• _PROBLEM DESCRIPTION_
Copy every line, leaving nothing out and adding nothing.

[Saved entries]
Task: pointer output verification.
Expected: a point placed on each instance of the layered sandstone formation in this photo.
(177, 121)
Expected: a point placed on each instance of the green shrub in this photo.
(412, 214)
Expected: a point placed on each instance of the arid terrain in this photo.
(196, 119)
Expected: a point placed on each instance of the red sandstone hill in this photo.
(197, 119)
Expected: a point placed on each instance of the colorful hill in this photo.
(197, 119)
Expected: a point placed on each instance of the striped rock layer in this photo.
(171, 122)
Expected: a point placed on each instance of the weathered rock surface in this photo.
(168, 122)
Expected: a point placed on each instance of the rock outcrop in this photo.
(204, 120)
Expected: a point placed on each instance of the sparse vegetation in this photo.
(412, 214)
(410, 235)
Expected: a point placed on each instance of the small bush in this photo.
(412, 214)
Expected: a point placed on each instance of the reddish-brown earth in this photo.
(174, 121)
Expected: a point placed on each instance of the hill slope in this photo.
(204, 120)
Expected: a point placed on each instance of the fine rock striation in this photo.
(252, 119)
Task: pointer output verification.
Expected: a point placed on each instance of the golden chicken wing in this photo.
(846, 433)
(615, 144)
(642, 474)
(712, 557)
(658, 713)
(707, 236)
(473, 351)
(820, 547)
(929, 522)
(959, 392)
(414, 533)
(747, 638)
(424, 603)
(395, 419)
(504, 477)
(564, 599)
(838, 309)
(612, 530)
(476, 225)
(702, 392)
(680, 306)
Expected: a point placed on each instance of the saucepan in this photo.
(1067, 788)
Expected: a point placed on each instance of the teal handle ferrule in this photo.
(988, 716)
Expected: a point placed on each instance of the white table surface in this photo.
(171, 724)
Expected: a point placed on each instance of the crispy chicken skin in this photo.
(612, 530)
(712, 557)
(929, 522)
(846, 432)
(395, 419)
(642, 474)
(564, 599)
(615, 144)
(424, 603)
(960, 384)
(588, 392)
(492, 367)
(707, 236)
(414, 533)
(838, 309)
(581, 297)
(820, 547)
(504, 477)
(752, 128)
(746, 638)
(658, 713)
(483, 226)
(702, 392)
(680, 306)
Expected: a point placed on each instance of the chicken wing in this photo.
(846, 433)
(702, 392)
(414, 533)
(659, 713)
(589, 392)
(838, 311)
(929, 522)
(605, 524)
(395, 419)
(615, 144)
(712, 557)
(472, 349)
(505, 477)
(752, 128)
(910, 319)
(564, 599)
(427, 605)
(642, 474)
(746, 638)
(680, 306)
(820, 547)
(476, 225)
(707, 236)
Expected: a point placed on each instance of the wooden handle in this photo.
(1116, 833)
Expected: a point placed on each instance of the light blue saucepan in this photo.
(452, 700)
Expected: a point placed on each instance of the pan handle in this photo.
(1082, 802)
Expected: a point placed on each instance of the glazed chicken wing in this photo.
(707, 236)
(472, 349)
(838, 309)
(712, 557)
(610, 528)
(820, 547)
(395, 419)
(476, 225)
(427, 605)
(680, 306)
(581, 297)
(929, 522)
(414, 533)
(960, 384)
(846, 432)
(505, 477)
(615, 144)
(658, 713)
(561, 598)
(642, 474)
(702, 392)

• _CORRECT ANSWER_
Task: pointer output verification.
Expected: a point placed on each instance of the layered sandstone formation in this photo.
(177, 121)
Expected: a point placed on each instance of the green shrub in this photo.
(412, 214)
Expected: a point placed on each instance of the arid terrain in this photo.
(196, 119)
Expected: a point placed on each instance of the red sandstone hill in this photo.
(197, 119)
Expected: a point placed on each instance of the colorful hill in this photo.
(197, 119)
Expected: a point placed on each instance of the striped rock layer in this photo.
(171, 122)
Expected: a point placed on each instance of the weathered rock surface in this photo.
(168, 122)
Expected: a point placed on each instance of the rock outcrop in this photo.
(204, 120)
Expected: a point placed on each instance of the sparse vegetation in this photo.
(412, 214)
(410, 235)
Expected: a point placed on each instance of the small bush in this photo.
(412, 214)
Expected: a point placed on each instance of the reddish-brown earth in this photo.
(174, 121)
Expected: a point placed on each instance of the hill slope in this photo.
(204, 120)
Expected: a point placed on each instance of the fine rock striation in this photo.
(252, 119)
Task: pointer output verification.
Expected: a point placed on each instance of the golden chicken wing in this photo.
(846, 433)
(615, 144)
(642, 474)
(712, 557)
(658, 713)
(707, 236)
(473, 351)
(820, 547)
(929, 522)
(959, 392)
(414, 533)
(747, 638)
(424, 603)
(395, 419)
(504, 477)
(564, 599)
(838, 309)
(612, 530)
(476, 225)
(702, 392)
(680, 306)
Expected: a point placed on each instance of the saucepan in this photo.
(1067, 788)
Expected: a point placed on each instance of the teal handle ferrule in this photo.
(988, 716)
Expected: a point placed on each instance of the white table surface in this photo.
(171, 724)
Expected: a point placed on each instance of the crispy chicken skin in this photo.
(612, 530)
(712, 557)
(929, 522)
(846, 432)
(395, 419)
(642, 474)
(564, 599)
(615, 144)
(424, 603)
(960, 384)
(588, 392)
(492, 367)
(707, 236)
(414, 533)
(838, 309)
(581, 297)
(820, 547)
(504, 477)
(752, 128)
(746, 638)
(658, 713)
(483, 226)
(702, 392)
(680, 306)
Expected: a point placed on each instance of the chicken wing in this photo.
(846, 433)
(702, 392)
(414, 533)
(659, 713)
(589, 392)
(838, 311)
(929, 522)
(605, 524)
(395, 419)
(615, 144)
(712, 557)
(472, 349)
(505, 477)
(752, 128)
(910, 319)
(564, 599)
(427, 605)
(642, 474)
(746, 638)
(680, 306)
(820, 547)
(476, 225)
(707, 236)
Expected: a point placed on each instance of the wooden handle in this photo.
(1116, 833)
Expected: a point placed on each instance of the light blue saucepan in this photo.
(452, 700)
Expected: a point placed on each instance of the pan handle in this photo.
(1082, 802)
Expected: a point placed on each instance of the glazed chicken wing in this photo.
(707, 236)
(472, 349)
(838, 309)
(712, 557)
(610, 528)
(820, 547)
(395, 419)
(476, 225)
(427, 605)
(680, 306)
(581, 297)
(929, 522)
(414, 533)
(960, 384)
(846, 432)
(505, 477)
(615, 144)
(658, 713)
(561, 598)
(642, 474)
(702, 392)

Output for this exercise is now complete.